▶ The data
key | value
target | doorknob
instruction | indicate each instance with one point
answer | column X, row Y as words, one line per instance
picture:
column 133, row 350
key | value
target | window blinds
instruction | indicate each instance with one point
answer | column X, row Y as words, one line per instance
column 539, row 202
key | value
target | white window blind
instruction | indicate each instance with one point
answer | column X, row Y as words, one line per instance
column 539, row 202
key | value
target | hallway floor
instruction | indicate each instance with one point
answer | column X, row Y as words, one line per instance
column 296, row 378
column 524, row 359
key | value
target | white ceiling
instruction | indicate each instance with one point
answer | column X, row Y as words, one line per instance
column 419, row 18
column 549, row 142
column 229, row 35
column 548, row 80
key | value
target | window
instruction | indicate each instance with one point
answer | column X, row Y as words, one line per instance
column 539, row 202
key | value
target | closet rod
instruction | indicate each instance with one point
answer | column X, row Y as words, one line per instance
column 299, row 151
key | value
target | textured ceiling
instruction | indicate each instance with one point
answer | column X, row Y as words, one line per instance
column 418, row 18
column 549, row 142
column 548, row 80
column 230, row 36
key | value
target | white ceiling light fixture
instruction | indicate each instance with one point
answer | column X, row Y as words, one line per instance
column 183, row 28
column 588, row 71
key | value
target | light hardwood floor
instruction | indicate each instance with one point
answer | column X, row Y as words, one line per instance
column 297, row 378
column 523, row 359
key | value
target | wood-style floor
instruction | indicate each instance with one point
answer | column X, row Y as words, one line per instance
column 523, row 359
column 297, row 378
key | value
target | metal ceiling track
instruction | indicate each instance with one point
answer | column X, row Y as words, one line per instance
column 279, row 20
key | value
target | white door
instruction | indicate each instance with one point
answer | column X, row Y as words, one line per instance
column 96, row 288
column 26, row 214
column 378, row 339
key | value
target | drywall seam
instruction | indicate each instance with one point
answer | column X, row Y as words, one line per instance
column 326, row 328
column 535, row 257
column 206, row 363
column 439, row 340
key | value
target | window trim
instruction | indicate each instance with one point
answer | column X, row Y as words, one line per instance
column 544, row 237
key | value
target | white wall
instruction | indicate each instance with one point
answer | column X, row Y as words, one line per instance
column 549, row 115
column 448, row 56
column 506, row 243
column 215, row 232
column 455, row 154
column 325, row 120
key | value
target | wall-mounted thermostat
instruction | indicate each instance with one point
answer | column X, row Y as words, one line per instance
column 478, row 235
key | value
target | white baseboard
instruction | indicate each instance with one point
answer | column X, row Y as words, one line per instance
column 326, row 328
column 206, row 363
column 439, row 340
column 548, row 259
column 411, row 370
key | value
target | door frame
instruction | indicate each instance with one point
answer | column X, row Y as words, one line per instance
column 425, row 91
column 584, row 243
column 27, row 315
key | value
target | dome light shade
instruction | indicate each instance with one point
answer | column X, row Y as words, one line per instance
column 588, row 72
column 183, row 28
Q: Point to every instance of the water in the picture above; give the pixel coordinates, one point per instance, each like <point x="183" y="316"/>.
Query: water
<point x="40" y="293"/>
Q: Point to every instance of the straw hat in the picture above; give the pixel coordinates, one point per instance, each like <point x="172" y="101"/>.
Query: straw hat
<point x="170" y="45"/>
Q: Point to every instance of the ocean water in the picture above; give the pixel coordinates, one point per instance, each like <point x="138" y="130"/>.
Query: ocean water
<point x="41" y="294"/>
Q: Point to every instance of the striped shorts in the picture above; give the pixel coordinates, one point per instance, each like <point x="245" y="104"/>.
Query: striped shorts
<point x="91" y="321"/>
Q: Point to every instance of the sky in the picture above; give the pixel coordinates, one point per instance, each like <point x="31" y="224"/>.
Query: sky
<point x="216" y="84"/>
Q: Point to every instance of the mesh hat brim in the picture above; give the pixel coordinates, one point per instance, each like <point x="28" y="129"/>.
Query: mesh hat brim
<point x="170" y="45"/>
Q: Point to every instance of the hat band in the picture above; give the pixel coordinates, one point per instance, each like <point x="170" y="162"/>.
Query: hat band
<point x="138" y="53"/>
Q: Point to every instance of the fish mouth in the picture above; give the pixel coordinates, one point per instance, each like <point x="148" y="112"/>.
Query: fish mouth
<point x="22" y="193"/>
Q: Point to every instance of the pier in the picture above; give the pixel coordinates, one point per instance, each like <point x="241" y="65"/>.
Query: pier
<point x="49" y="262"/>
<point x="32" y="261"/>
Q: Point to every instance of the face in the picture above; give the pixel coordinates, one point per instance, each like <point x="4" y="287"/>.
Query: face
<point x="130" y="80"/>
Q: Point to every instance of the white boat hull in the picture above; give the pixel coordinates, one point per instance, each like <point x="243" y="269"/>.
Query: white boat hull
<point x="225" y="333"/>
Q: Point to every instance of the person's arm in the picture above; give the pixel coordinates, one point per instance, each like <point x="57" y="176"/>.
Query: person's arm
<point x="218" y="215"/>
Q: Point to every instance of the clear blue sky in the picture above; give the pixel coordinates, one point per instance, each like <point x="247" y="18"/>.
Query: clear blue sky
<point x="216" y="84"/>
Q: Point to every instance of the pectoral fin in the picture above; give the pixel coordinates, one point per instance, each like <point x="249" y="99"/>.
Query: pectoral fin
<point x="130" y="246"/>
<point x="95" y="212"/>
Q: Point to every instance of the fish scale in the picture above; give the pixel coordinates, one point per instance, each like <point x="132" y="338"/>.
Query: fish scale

▶ Action item
Pull every line with the word "window" from the data.

▶ Problem solution
target | window blinds
target | white window blind
target | window
target | window trim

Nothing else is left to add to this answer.